### Exercise instructions
- a) In the publicans' predictions, how many Instagram followers does Claire Alexander say she has built across two pubs?
- b) From the publicans' predictions, return the passage verbatim, beginning at the words "Emily Kolltveit, the" and stopping after "of younger adults.".
----- Selected extract -----
Emily Kolltveit, the Chandos Arms, Colindale, north London
“In my imagination I see the red flag of revolution flying above my pub packed with people discussing the overthrow of a society where equality and justice have ceased to matter!
“This of course is a direct reflection of my own personal political views, but it would be foolish for the industry not to recognise the significant interest that young adults are showing in campaigning for a fairer country. Last year’s People’s March in London attracted more than 700,000, many of whom were in their 20s and 30s.
“It is time to remind everyone that all the great revolutions started in the taverns!
“Pubs have always been a place of debate. Political parties meet regularly at my pub and I’ve seen a growth in the attendance of younger adults.
“With the scent of a new general election in the air, the disastrous bid to make Brexit happen and a growing appetite for change, I can foresee the tavern once more may become a centre for political debate in 2019.
“Much of this discussion now takes place online through social networks but there is no substitute for a face-to-face debate.
“We have an opportunity to gather and encourage groups to meet and by involving yourself in the future of this country, you might well find a growth in your volumes.
“We achieve nothing by standing on the sidelines. It is only by being at the heart of our communities and what drives them that pubs will find a secure future.”
Claire Alexander, co-owner, Cotswolds-based Yubby Inns
“Social media will continue to play a key part in our marketing. There’s a whole new world of communication with our customers across various platforms.
“People want more than a website or a road sign, they want to see you on Facebook and Instagram before they commit to spend.
“They’re not satisfied with the dying breed on TripAdvisor – they want to read reviews, hear about awards, and ideally by word of mouth.
“Social media is a long game but having focused on it in the past year, I’ve built 14,000 followers on Instagram and more than 11,000 on Facebook across two pubs. This engaged following brings me a lot of new business, and often better business, and we communicate the whole Cotswold experience.
“We have also added a lot of organic dishes to our menu.
“We’ve spent the last year making our own beers, Yubby bitter, Goldie and Yawnie, organic.
“We use a local company - Ecotricity - for 100% renewable sources, our oil is converted to biodiesel to fuel trucks, and we use timers and motion sensors to reduce our carbon foot print. We make our own beers (draught and bottle) but predominantly we are a tourism and food business in the Cotswolds.
“But, we’re also a venue that helps combat social isolation in old people – some of my customers wouldn’t see anyone without us being open all day.
“And we need to support our young people with social anxiety problems, both in the workplace and by making them realise that pubs are great places to thrive.
“As for Brexit, who knows, but I don’t see a future with Theresa May in it. We need someone who will finally make the supermarkets pay VAT - the hospitality industry could do with paying less - being able to employ more taxpayers would more than make up for it.”
Calvin Dow, the Castle Inn, Skipton, North Yorkshire
“I know it’s been said a few times already over the years, but I expect rum to be big this year.
“I also think we’ll start to see better and more modified games machines and AI such as machines to charge mobile phones etc, as well as more pub-related mobile phone apps for ordering drinks/food and reviewing service.
“I can see food offerings moving more towards vegetarian and vegan dishes, healthy and calorie-counting options, as well as allergy awareness.
“I predict there will be yet more craft ales and lagers on the market and more alcoholic canned products in the fridges. I'm also confident the major brewers will release more alcohol-free and low-alcohol products.
“I expect there will be a larger coffee selection hitting pubs, as we already have customers asking for things such as skinny lattes and flat whites, rather than standard coffees and teas, as well as a ‘to go’ option.
----- Given entries -----
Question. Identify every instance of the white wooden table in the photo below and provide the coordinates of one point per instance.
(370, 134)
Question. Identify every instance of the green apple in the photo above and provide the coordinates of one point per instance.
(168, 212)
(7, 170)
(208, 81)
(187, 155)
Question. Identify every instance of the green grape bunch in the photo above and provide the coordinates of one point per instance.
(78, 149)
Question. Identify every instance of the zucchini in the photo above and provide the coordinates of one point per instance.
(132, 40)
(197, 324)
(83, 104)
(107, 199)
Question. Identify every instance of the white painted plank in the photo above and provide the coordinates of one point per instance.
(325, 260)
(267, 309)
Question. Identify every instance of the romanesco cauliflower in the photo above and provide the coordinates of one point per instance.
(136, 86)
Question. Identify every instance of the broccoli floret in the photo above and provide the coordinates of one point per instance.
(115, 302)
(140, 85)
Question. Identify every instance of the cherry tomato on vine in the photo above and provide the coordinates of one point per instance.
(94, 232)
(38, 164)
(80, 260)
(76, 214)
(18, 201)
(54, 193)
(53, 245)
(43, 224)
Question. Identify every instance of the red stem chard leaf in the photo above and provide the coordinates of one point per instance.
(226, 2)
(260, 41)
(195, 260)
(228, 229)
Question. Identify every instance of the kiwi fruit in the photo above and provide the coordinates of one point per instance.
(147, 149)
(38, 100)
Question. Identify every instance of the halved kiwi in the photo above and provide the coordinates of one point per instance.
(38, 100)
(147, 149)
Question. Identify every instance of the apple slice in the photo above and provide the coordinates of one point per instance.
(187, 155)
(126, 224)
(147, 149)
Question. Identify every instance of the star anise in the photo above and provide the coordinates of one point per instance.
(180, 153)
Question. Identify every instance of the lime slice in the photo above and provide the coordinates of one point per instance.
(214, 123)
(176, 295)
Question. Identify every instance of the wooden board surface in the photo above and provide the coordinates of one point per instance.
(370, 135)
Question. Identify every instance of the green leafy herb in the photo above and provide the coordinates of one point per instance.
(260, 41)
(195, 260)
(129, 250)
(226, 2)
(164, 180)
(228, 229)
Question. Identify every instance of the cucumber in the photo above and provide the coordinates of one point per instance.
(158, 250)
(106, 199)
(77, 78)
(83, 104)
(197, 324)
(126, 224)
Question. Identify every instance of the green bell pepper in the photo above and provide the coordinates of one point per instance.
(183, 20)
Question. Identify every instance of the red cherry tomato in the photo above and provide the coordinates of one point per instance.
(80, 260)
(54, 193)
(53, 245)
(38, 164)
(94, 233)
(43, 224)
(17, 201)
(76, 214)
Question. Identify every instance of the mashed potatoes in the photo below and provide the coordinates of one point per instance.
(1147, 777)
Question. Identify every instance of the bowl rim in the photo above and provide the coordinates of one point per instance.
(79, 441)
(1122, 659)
-----
### Responses in order
- a) 14,000 followers.

- b)
Emily Kolltveit, the Chandos Arms, Colindale, north London
“In my imagination I see the red flag of revolution flying above my pub packed with people discussing the overthrow of a society where equality and justice have ceased to matter!
“This of course is a direct reflection of my own personal political views, but it would be foolish for the industry not to recognise the significant interest that young adults are showing in campaigning for a fairer country. Last year’s People’s March in London attracted more than 700,000, many of whom were in their 20s and 30s.
“It is time to remind everyone that all the great revolutions started in the taverns!
“Pubs have always been a place of debate. Political parties meet regularly at my pub and I’ve seen a growth in the attendance of younger adults.